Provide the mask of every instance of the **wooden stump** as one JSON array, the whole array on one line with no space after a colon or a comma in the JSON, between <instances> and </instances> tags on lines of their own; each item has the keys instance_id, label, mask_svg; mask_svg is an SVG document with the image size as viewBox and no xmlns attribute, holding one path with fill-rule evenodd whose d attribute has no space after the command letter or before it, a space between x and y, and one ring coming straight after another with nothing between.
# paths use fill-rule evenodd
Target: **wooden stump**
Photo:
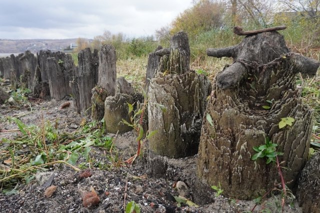
<instances>
[{"instance_id":1,"label":"wooden stump","mask_svg":"<svg viewBox=\"0 0 320 213\"><path fill-rule=\"evenodd\" d=\"M0 78L4 78L4 68L3 58L0 58Z\"/></svg>"},{"instance_id":2,"label":"wooden stump","mask_svg":"<svg viewBox=\"0 0 320 213\"><path fill-rule=\"evenodd\" d=\"M76 68L76 72L78 72L78 67ZM74 108L77 113L81 113L80 106L80 94L79 93L79 85L78 84L78 77L74 76L70 81L70 87L74 99ZM91 94L91 93L90 93Z\"/></svg>"},{"instance_id":3,"label":"wooden stump","mask_svg":"<svg viewBox=\"0 0 320 213\"><path fill-rule=\"evenodd\" d=\"M91 117L92 120L100 121L104 116L104 101L108 93L104 88L98 86L94 88L92 92Z\"/></svg>"},{"instance_id":4,"label":"wooden stump","mask_svg":"<svg viewBox=\"0 0 320 213\"><path fill-rule=\"evenodd\" d=\"M73 76L75 66L71 55L61 52L40 51L38 58L41 75L40 79L42 82L48 82L51 98L60 101L72 94L69 82ZM52 92L54 91L55 94L52 95Z\"/></svg>"},{"instance_id":5,"label":"wooden stump","mask_svg":"<svg viewBox=\"0 0 320 213\"><path fill-rule=\"evenodd\" d=\"M9 94L2 88L0 87L0 104L2 104L10 98Z\"/></svg>"},{"instance_id":6,"label":"wooden stump","mask_svg":"<svg viewBox=\"0 0 320 213\"><path fill-rule=\"evenodd\" d=\"M111 45L104 45L99 51L98 86L108 91L108 95L116 94L116 50Z\"/></svg>"},{"instance_id":7,"label":"wooden stump","mask_svg":"<svg viewBox=\"0 0 320 213\"><path fill-rule=\"evenodd\" d=\"M16 90L18 88L18 80L16 78L16 72L12 68L10 70L10 81L11 82L11 88Z\"/></svg>"},{"instance_id":8,"label":"wooden stump","mask_svg":"<svg viewBox=\"0 0 320 213\"><path fill-rule=\"evenodd\" d=\"M10 79L11 74L10 71L14 69L13 63L10 57L6 57L0 58L2 62L3 67L3 77L4 79Z\"/></svg>"},{"instance_id":9,"label":"wooden stump","mask_svg":"<svg viewBox=\"0 0 320 213\"><path fill-rule=\"evenodd\" d=\"M36 58L33 53L27 51L19 58L19 60L21 63L22 75L24 75L24 78L26 78L26 81L26 81L26 87L32 91L36 67Z\"/></svg>"},{"instance_id":10,"label":"wooden stump","mask_svg":"<svg viewBox=\"0 0 320 213\"><path fill-rule=\"evenodd\" d=\"M286 181L294 185L308 152L312 111L302 103L295 76L319 64L288 52L278 32L245 38L231 48L209 49L208 55L232 56L234 63L216 77L206 114L198 151L198 175L210 185L220 184L224 194L251 199L262 195L280 181L276 167L251 160L255 146L268 137L283 152L280 161ZM308 62L306 64L306 62ZM268 110L263 106L272 101ZM280 129L282 118L295 119L292 126Z\"/></svg>"},{"instance_id":11,"label":"wooden stump","mask_svg":"<svg viewBox=\"0 0 320 213\"><path fill-rule=\"evenodd\" d=\"M149 88L148 129L158 131L149 140L150 150L174 158L196 154L211 89L208 78L194 72L166 75L152 79Z\"/></svg>"},{"instance_id":12,"label":"wooden stump","mask_svg":"<svg viewBox=\"0 0 320 213\"><path fill-rule=\"evenodd\" d=\"M90 48L80 51L78 54L78 84L79 90L80 112L82 115L90 115L92 90L96 86L96 70L98 67Z\"/></svg>"},{"instance_id":13,"label":"wooden stump","mask_svg":"<svg viewBox=\"0 0 320 213\"><path fill-rule=\"evenodd\" d=\"M180 31L170 41L170 48L160 49L156 55L162 56L158 72L166 74L182 74L190 70L190 48L188 35Z\"/></svg>"},{"instance_id":14,"label":"wooden stump","mask_svg":"<svg viewBox=\"0 0 320 213\"><path fill-rule=\"evenodd\" d=\"M154 50L154 52L149 53L148 56L148 63L146 66L146 82L144 88L146 90L148 90L150 81L154 77L156 74L156 70L159 67L159 62L160 62L160 56L156 54L158 50L162 49L161 46L158 46Z\"/></svg>"},{"instance_id":15,"label":"wooden stump","mask_svg":"<svg viewBox=\"0 0 320 213\"><path fill-rule=\"evenodd\" d=\"M309 160L299 178L297 190L304 213L320 212L320 152Z\"/></svg>"}]
</instances>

+++

Stated exercise » With the pictures omitted, reproduce the records in full and exactly.

The response »
Provide the mask of every instance of the **wooden stump** as one JSON array, the whole array on one line with no space after a colon or a comma in the JSON, between <instances> and </instances> tags on lines of their own; each item has the keys instance_id, label, mask_svg; mask_svg is an SVG document with the image size as viewBox and no xmlns attribute, holding one path with fill-rule evenodd whose d attribute has no space after the command letter or before it, a space between x and y, and one ring coming straight after another with nothing between.
# paths use fill-rule evenodd
Target: **wooden stump**
Photo:
<instances>
[{"instance_id":1,"label":"wooden stump","mask_svg":"<svg viewBox=\"0 0 320 213\"><path fill-rule=\"evenodd\" d=\"M0 78L4 78L4 68L3 58L0 58Z\"/></svg>"},{"instance_id":2,"label":"wooden stump","mask_svg":"<svg viewBox=\"0 0 320 213\"><path fill-rule=\"evenodd\" d=\"M76 68L76 72L78 72L78 67ZM74 108L77 113L81 113L80 106L80 94L79 93L79 85L78 84L78 77L74 76L70 81L70 87L74 99ZM91 94L91 93L90 93Z\"/></svg>"},{"instance_id":3,"label":"wooden stump","mask_svg":"<svg viewBox=\"0 0 320 213\"><path fill-rule=\"evenodd\" d=\"M91 117L92 120L100 121L104 116L104 101L108 93L104 88L98 86L94 88L92 92Z\"/></svg>"},{"instance_id":4,"label":"wooden stump","mask_svg":"<svg viewBox=\"0 0 320 213\"><path fill-rule=\"evenodd\" d=\"M73 76L75 66L71 55L61 52L40 51L38 58L41 75L40 79L42 82L48 82L51 98L60 101L72 94L69 82ZM52 92L54 91L55 94L52 95Z\"/></svg>"},{"instance_id":5,"label":"wooden stump","mask_svg":"<svg viewBox=\"0 0 320 213\"><path fill-rule=\"evenodd\" d=\"M9 94L2 88L0 87L0 104L2 104L10 98Z\"/></svg>"},{"instance_id":6,"label":"wooden stump","mask_svg":"<svg viewBox=\"0 0 320 213\"><path fill-rule=\"evenodd\" d=\"M111 45L104 45L99 51L98 86L108 91L108 95L116 94L116 50Z\"/></svg>"},{"instance_id":7,"label":"wooden stump","mask_svg":"<svg viewBox=\"0 0 320 213\"><path fill-rule=\"evenodd\" d=\"M16 90L18 88L18 80L16 78L16 72L12 68L10 70L10 81L11 82L11 88Z\"/></svg>"},{"instance_id":8,"label":"wooden stump","mask_svg":"<svg viewBox=\"0 0 320 213\"><path fill-rule=\"evenodd\" d=\"M10 79L11 74L10 71L14 69L13 63L10 57L6 57L0 58L2 62L3 67L3 77L4 79Z\"/></svg>"},{"instance_id":9,"label":"wooden stump","mask_svg":"<svg viewBox=\"0 0 320 213\"><path fill-rule=\"evenodd\" d=\"M36 58L33 53L27 51L19 58L19 60L21 63L22 75L24 75L24 78L26 78L26 81L26 81L26 87L32 91L36 67Z\"/></svg>"},{"instance_id":10,"label":"wooden stump","mask_svg":"<svg viewBox=\"0 0 320 213\"><path fill-rule=\"evenodd\" d=\"M286 181L294 185L308 152L312 111L302 103L295 76L319 64L288 52L278 32L245 38L231 48L209 49L208 55L232 56L234 63L216 77L206 114L198 151L198 175L210 185L220 184L224 194L251 199L262 195L280 181L276 167L251 160L255 146L268 137L283 152L280 161ZM308 62L306 64L306 62ZM268 110L263 106L272 101ZM280 129L282 118L295 119L292 126Z\"/></svg>"},{"instance_id":11,"label":"wooden stump","mask_svg":"<svg viewBox=\"0 0 320 213\"><path fill-rule=\"evenodd\" d=\"M149 88L148 129L158 131L149 140L150 150L174 158L196 154L211 89L208 78L194 72L166 75L152 79Z\"/></svg>"},{"instance_id":12,"label":"wooden stump","mask_svg":"<svg viewBox=\"0 0 320 213\"><path fill-rule=\"evenodd\" d=\"M90 48L80 51L78 54L78 84L79 90L80 112L82 115L90 115L92 90L96 86L96 70L98 67Z\"/></svg>"},{"instance_id":13,"label":"wooden stump","mask_svg":"<svg viewBox=\"0 0 320 213\"><path fill-rule=\"evenodd\" d=\"M180 31L170 41L170 48L160 49L156 55L162 56L158 72L166 74L182 74L190 70L190 48L188 35Z\"/></svg>"},{"instance_id":14,"label":"wooden stump","mask_svg":"<svg viewBox=\"0 0 320 213\"><path fill-rule=\"evenodd\" d=\"M154 50L154 52L149 53L148 56L148 63L146 66L146 82L144 88L146 90L148 90L150 81L154 77L156 74L156 70L159 67L159 62L160 62L160 56L156 54L158 50L162 49L161 46L158 46Z\"/></svg>"},{"instance_id":15,"label":"wooden stump","mask_svg":"<svg viewBox=\"0 0 320 213\"><path fill-rule=\"evenodd\" d=\"M309 160L299 178L297 190L304 213L320 212L320 152Z\"/></svg>"}]
</instances>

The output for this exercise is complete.